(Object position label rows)
━━━━━━━━
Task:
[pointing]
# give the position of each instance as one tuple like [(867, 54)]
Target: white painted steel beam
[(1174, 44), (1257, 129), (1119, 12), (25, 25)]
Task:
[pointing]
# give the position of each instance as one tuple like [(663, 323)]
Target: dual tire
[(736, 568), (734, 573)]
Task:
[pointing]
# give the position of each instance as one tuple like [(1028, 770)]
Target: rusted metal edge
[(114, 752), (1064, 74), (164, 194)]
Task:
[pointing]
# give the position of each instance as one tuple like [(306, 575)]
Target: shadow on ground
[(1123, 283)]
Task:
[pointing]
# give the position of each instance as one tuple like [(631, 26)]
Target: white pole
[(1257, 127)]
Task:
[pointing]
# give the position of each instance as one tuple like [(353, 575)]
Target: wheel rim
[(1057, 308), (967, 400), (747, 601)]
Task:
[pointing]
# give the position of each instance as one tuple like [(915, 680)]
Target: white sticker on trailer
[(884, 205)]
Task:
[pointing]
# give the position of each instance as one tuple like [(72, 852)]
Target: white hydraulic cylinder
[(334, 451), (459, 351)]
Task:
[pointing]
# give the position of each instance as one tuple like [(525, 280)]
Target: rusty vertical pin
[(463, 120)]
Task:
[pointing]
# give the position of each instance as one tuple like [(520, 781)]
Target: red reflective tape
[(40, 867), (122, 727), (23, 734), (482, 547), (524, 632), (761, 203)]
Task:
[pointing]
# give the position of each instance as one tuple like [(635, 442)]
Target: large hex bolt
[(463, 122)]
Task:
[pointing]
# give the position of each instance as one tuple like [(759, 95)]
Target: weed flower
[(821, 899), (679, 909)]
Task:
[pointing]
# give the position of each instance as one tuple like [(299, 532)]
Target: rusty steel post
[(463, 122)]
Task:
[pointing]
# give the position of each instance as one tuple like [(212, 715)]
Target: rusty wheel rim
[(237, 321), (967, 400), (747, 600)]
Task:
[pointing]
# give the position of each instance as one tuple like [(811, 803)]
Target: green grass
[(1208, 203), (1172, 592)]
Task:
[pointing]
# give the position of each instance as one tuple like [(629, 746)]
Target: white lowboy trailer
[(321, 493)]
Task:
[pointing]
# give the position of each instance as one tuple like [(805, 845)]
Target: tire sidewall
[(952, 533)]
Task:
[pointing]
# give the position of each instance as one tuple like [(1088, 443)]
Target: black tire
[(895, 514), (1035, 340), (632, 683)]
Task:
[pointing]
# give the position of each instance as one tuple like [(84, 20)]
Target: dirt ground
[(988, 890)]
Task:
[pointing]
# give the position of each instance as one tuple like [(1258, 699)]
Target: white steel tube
━━━━━━━━
## [WRITTEN INSTRUCTION]
Convert the rows above, from the first line through the line containing "632), (761, 203)]", into a JSON list of strings, with one string per line and blank lines omitted.

## [RESULT FOR THIS EXERCISE]
[
  "Task:",
  "[pointing]",
  "# give the position of each instance as one tuple like [(867, 54)]",
  "Target: white painted steel beam",
  "[(1174, 44), (1257, 129), (1119, 12), (25, 25)]",
  "Task:",
  "[pointing]",
  "# give the position of each instance as one tuple like [(663, 323)]",
  "Target: dual tire",
  "[(736, 568), (734, 573)]",
  "Task:",
  "[pointing]",
  "# give the position of each instance as one tuple like [(1028, 770)]",
  "Target: rusted metal edge",
  "[(114, 752), (1064, 74), (164, 194)]",
  "Task:",
  "[pointing]",
  "# give the position of each instance as one tuple like [(306, 575)]",
  "Target: shadow on ground",
  "[(1123, 283)]",
  "Task:",
  "[pointing]",
  "# give the position of each instance as one tuple like [(631, 26)]",
  "Target: white pole",
  "[(1257, 127)]",
  "Task:",
  "[pointing]",
  "# give the position of each instance as one tuple like [(353, 575)]",
  "Target: wheel rim",
  "[(1057, 308), (967, 400), (747, 601)]",
  "Task:",
  "[pointing]",
  "# give the position of each instance as one tuple like [(915, 680)]",
  "Target: white sticker on trailer",
  "[(884, 205)]",
  "Task:",
  "[pointing]",
  "# give the position of each instance as one tuple like [(72, 852)]",
  "Target: white hydraulic cylinder",
  "[(334, 451), (459, 351)]",
  "Task:",
  "[pointing]",
  "# give the position of each instance as one tuple like [(525, 280)]",
  "Target: rusty vertical pin",
  "[(463, 120)]",
  "Task:",
  "[pointing]",
  "# give the position of each instance as one tuple like [(520, 781)]",
  "Target: red reflective tape",
  "[(40, 867), (122, 727), (23, 734), (482, 547), (524, 632), (761, 203)]"
]